ЗАДАНИЕ: Воспроизведите дословно фрагмент текста об университетском образовании, который начинается со слов, содержащих «Неужели это ничем», и заканчивается словами «какого-нибудь Рожера Бэкона.».

ИСТОЧНИК:
========================================================================

Неужели это ничем не вознаградимо??! Громадным природным умом, опытностью, ‘бывалостью’, натертостью среди людей и, наконец, вынужденностью систематической, умной, хотя бы и не ученой работы — это вознаградимо, и все-таки вознаградимо не до всех пределов и не во всех областях. ‘Вы все дедуцируете — это же невозможно’, — говорит полный образованный человек не полному, который строит абсолютно твердые, правильные, последовательные аргументы. ‘Все дедуцировали’ — Средние века, ‘все дедуцировала’ цельная греческая философия: и длинные тысячелетия логически правильных рассуждений осеклись о первый опыт какого-нибудь Рожера Бэкона.
— Да, я вывожу, и вы видите — правильно, — отвечает не полный образованный человек. Он не знает пропорций, в каких должны быть смешиваемы опыт и силлогизм. Птица летает, ну, ласточка летает над морем дни недели — но присаживается же она на землю, без этого совершенно невозможно и так же невозможно, соображая и соображая, по временам не прикидывать к соображениям простой материальный аршин. Все поэты и философы носили платье от обыкновенных портных, и без этой портняжной, вообще грубой и материальной части, решительно не может и не должна быть никакая поэзия и философия. Но мы сказали: огромный природный ум это вознаграждает, огромный ум — это и есть талант. Талант в соединении с опытом, хотя бы практическим, возмещает до некоторой степени метод университетских занятий, ‘школу’ в высшем одухотворенном смысле. Если что остается не вознагражденным, то это политура ума, тонкий блеск доказательств, соображений. Вообще некоторая ароматичность, трудно выразимая, все же остается как плюс прибыли за университетом.

========================================================================

ИСХОДНЫЕ ДАННЫЕ:

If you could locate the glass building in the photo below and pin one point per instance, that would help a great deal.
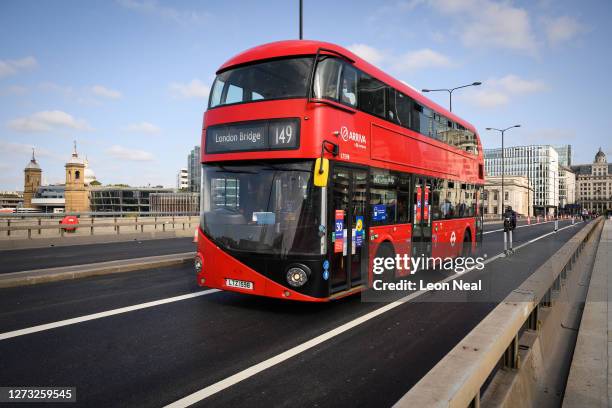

========================================================================

РЕШЕНИЕ ЗАДАНИЯ:
Неужели это ничем не вознаградимо??! Громадным природным умом, опытностью, ‘бывалостью’, натертостью среди людей и, наконец, вынужденностью систематической, умной, хотя бы и не ученой работы — это вознаградимо, и все-таки вознаградимо не до всех пределов и не во всех областях. ‘Вы все дедуцируете — это же невозможно’, — говорит полный образованный человек не полному, который строит абсолютно твердые, правильные, последовательные аргументы. ‘Все дедуцировали’ — Средние века, ‘все дедуцировала’ цельная греческая философия: и длинные тысячелетия логически правильных рассуждений осеклись о первый опыт какого-нибудь Рожера Бэкона.